## TO DO
**a.** Write out the part of the passage on teaching division that begins at the words "The problem is" and stops after the words "groups) = (# of items per group)".
**b.** In the passage on teaching division, what other name is given for quotitive division?
**c.** Translate this sentence from the passage on teaching division into Spanish: "The main tool for developing PCK is cultivating curiosity about the students’ experience."

The problem is that the process for using tokens to solve this problem looks fundamentally different: the student has to do something like gather four tokens at a time and set them aside, repeat this until there aren’t any tokens left, and then count the number of collections of four tokens that have been pulled aside.

It turns out that although both word problems are represented by the symbols 12 ÷ 4 = 3, the 4 and 3 mean different kinds of things in the two problems. In the first, the equation looks like this:

(# of items) ÷ (# of groups) = (# of items per group)

And in the second, the equation looks like this:

(# of items) ÷ (# of items per group) = (# of groups)

The first version is called partitive division (after “partition”), or “equal sharing.” The second one is quotitive division (after “quotient”), or “repeated subtraction.” And even though they’re both technically forms of division and there’s a mathematical isomorphism between the two operations, they are cognitively different. In practice, you have to teach young children about these two kinds of division separately first, before you start trying to show them that they’re both unified by an underlying concept.

In this case, the PCK is awareness of the fact that there are two different kinds of division, and that students get confused if you introduce them under the same umbrella. It’s knowledge about content (partitive and quotitive division) that is relevant to knowledge about pedagogy (successful teaching requires careful disambiguation).

The main tool for developing PCK is cultivating curiosity about the students’ experience. When teaching or tutoring, rather than asking “How can I convey this idea?” or “How can I correct this person’s mistake?”, instead ask “What is it like for this person, as they encounter this material?”

The PCK on the two types of division came in part from interviewing students who were working on division problems. Sometimes the students would make errors, and the interviewer would become curious. They’d wonder what thought processes might have caused the child to make the particular mistake they did, and then try to figure out ways of testing their guesses.

For instance, maybe a child uses an equal-sharing process with tokens to solve a repeated-subtraction word problem. Rather than trying to correct the child, the interviewer might investigate whether the child is running an algorithm, asking “So, what do these tokens in these piles mean to you?”

In education research, this is sometimes called clinical interviewing, and it’s a skill that requires attention and practice. For instance, the interviewer in the above example will be less effective if they spend part of the time trying to point out the error. Instead, the interviewer has to be simply wondering— being actually curious about the child’s thinking. If the curiosity is genuine and central in the interviewer’s mind, they’re more likely to notice interesting threads to pursue and to think of useful questions to pose.

This also tends to encourage a certain kind of reflection in the student. For instance, when a child in a clinical interview thinks the interviewer is trying to get them to do something or correct a mistake, they will often start to focus on pleasing the interviewer instead of focusing on whether or not things make sense. Sometimes they become nervous or self-conscious, and other times they sacrifice effort for appearance. In contrast, a curious and effective interviewer keeps the child engaged with the problem and pointed toward comprehension.

This isn’t always the best teaching method—sometimes, it’s helpful just to give direct and clear instruction. But in general, both you and those whom you teach will gain a lot more from the experience if you keep yourself curious about the learning experience rather than on whether information has been dutifully presented.

And this goes double when the person you’re teaching is yourself.

Dataset listing:
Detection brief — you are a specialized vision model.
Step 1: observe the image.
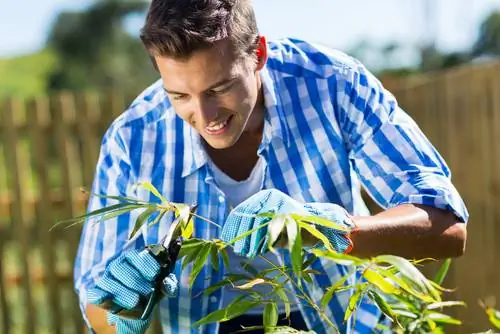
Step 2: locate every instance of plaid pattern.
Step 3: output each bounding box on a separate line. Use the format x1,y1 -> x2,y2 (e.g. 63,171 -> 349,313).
74,39 -> 468,333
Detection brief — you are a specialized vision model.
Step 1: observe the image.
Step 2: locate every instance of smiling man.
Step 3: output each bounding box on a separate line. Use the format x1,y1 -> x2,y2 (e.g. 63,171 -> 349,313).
75,0 -> 468,333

## ANSWERS TO THE PROBLEMS
**a.**
The problem is that the process for using tokens to solve this problem looks fundamentally different: the student has to do something like gather four tokens at a time and set them aside, repeat this until there aren’t any tokens left, and then count the number of collections of four tokens that have been pulled aside.

It turns out that although both word problems are represented by the symbols 12 ÷ 4 = 3, the 4 and 3 mean different kinds of things in the two problems. In the first, the equation looks like this:

(# of items) ÷ (# of groups) = (# of items per group)

**b.** Repeated subtraction.

**c.** La principal herramienta para desarrollar el PCK es cultivar la curiosidad por la experiencia de los estudiantes.